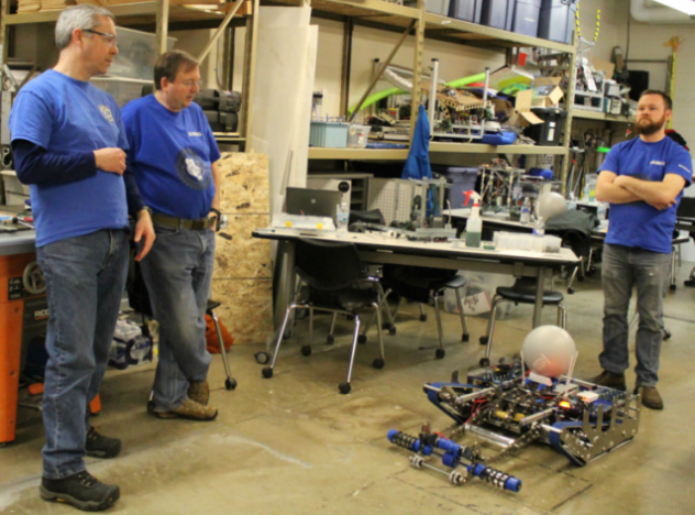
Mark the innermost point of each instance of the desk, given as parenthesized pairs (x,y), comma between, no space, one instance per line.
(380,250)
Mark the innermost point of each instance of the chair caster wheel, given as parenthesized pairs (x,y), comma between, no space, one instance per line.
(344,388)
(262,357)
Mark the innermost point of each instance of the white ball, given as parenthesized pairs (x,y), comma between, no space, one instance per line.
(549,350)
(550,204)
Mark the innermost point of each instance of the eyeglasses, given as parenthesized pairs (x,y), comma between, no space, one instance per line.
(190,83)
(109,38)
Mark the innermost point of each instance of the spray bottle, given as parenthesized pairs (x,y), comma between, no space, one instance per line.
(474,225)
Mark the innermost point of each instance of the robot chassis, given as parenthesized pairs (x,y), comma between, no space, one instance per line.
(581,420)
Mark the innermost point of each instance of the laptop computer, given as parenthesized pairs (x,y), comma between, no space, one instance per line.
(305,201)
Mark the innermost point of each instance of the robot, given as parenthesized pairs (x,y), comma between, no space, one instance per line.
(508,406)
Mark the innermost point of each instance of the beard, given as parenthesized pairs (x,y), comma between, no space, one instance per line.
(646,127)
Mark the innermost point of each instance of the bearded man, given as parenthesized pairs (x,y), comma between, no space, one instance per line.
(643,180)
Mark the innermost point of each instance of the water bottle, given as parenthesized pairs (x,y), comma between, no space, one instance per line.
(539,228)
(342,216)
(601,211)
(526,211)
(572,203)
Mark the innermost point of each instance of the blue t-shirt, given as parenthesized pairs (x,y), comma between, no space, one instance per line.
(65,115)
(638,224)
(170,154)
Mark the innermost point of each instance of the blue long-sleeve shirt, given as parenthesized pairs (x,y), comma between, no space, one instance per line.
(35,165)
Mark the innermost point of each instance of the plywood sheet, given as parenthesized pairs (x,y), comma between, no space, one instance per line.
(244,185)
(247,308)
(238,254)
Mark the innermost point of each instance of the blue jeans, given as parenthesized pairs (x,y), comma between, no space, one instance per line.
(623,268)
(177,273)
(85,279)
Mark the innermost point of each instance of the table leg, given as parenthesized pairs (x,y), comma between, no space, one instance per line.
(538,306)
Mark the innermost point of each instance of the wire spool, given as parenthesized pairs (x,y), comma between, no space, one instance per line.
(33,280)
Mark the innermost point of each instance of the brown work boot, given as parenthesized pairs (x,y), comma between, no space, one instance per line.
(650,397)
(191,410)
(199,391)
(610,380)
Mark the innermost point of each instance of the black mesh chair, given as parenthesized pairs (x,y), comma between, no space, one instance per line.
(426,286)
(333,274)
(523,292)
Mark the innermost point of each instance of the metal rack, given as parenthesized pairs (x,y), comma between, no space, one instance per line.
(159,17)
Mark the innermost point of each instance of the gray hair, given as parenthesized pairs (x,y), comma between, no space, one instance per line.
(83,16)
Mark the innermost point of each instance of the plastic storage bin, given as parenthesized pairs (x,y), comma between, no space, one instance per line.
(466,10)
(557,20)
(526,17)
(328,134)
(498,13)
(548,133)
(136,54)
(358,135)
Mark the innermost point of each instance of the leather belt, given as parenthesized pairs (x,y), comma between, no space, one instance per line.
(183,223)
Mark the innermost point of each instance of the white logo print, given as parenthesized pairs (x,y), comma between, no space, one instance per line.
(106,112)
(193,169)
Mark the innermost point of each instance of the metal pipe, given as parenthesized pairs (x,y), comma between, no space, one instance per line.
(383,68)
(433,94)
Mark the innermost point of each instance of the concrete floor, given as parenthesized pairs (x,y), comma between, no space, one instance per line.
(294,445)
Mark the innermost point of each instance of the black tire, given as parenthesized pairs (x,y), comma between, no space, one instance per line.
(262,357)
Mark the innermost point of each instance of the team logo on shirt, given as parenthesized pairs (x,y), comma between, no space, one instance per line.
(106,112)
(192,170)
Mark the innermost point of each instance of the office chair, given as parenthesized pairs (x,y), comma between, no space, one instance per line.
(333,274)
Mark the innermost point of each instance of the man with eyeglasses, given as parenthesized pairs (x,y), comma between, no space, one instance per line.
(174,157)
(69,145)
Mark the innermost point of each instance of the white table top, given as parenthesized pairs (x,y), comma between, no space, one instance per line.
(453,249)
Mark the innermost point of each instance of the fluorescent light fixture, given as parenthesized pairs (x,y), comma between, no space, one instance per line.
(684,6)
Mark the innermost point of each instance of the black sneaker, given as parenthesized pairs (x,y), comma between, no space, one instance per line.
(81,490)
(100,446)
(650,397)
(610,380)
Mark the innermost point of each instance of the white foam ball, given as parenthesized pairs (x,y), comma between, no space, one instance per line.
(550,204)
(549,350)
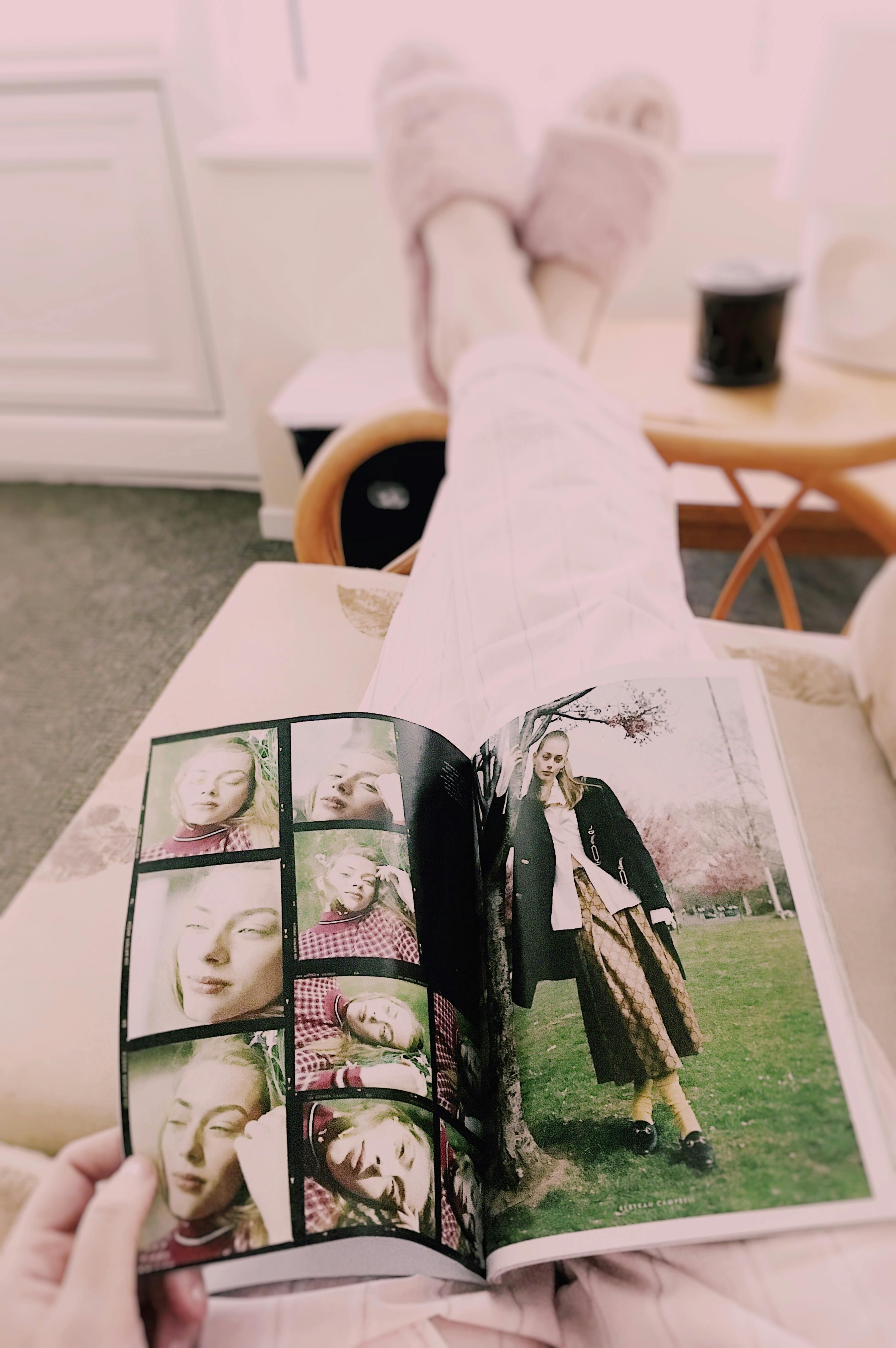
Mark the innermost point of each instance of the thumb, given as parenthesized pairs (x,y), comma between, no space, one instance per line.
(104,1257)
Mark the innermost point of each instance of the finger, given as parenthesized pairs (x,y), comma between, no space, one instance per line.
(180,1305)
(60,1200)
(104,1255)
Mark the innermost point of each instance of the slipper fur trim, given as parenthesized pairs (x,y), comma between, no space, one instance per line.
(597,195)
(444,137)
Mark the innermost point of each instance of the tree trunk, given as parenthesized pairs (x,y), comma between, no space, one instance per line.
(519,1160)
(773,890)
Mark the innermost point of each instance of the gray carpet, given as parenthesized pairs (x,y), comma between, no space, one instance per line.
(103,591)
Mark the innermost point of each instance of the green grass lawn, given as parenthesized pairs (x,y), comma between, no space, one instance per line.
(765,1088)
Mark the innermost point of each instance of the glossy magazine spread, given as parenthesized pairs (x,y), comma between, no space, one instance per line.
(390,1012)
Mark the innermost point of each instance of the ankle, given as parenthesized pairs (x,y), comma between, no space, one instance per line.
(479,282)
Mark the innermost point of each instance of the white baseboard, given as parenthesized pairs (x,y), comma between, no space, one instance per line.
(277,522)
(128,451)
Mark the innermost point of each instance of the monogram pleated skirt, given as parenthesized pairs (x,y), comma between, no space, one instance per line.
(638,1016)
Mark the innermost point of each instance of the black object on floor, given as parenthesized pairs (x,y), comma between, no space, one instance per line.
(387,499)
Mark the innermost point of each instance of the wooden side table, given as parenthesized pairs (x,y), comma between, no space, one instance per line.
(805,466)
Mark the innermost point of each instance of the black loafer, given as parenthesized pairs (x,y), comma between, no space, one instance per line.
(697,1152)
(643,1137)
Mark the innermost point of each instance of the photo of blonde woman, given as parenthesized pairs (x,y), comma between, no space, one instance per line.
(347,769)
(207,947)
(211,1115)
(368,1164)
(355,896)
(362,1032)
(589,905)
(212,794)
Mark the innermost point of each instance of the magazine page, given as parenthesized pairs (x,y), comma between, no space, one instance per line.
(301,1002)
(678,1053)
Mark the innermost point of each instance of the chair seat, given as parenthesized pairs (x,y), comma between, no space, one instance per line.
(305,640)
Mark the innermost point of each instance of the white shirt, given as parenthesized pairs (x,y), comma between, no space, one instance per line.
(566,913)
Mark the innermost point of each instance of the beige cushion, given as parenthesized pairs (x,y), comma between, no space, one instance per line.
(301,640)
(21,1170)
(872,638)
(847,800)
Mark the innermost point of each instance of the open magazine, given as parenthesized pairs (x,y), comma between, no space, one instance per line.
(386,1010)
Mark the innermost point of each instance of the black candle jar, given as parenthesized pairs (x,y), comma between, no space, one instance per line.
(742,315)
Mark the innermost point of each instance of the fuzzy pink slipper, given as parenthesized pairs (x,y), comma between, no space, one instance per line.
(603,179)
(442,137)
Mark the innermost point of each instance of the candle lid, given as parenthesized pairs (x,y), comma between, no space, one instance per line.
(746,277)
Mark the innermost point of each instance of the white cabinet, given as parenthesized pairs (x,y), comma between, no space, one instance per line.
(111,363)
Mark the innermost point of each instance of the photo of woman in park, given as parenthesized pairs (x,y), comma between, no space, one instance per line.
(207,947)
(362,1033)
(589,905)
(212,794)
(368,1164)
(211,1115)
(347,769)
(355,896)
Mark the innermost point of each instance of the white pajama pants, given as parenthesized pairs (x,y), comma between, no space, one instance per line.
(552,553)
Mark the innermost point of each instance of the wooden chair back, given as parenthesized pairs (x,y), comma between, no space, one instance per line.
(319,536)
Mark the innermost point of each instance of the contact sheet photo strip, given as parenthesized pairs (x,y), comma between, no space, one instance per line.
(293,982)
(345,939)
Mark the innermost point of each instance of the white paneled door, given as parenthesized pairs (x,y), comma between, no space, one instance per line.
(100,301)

┄┄┄┄┄┄

(Exercise task): Copy out the entries word for word, starting at the line that contains "white cabinet, given" and ending with the final line of the entries, both included.

(Result of the exercise):
Mark the innermost point of each instance of the white cabinet, given as parenthesized pairs (x,y), comma between, no space, one instance per line.
(111,363)
Mark the innermost point of each instance of the photo of woman in park, given as parenthesized pairs (x,y), comma between, no space, one instance per line.
(207,947)
(362,1033)
(589,905)
(212,794)
(368,1164)
(211,1115)
(347,769)
(355,896)
Mark the innermost point of each instance of the white pajama pants, given as parenthesized pairs (x,y), comma between, no space, one instance per line.
(552,553)
Mark the innermost point of each instance of the wooden chair back, given as parenthesized pairs (x,y), comma between, no space, one instance per line.
(319,536)
Mark the innermost point of each instance of the contact sheet photo strip, given as parenthesized pairs (x,y), comma between, no space, one instance per line.
(293,982)
(345,939)
Mark the innermost point of each instance of the white paneled door, given as parenthesized pairs (x,y), comma between, no space, one instance per line.
(100,301)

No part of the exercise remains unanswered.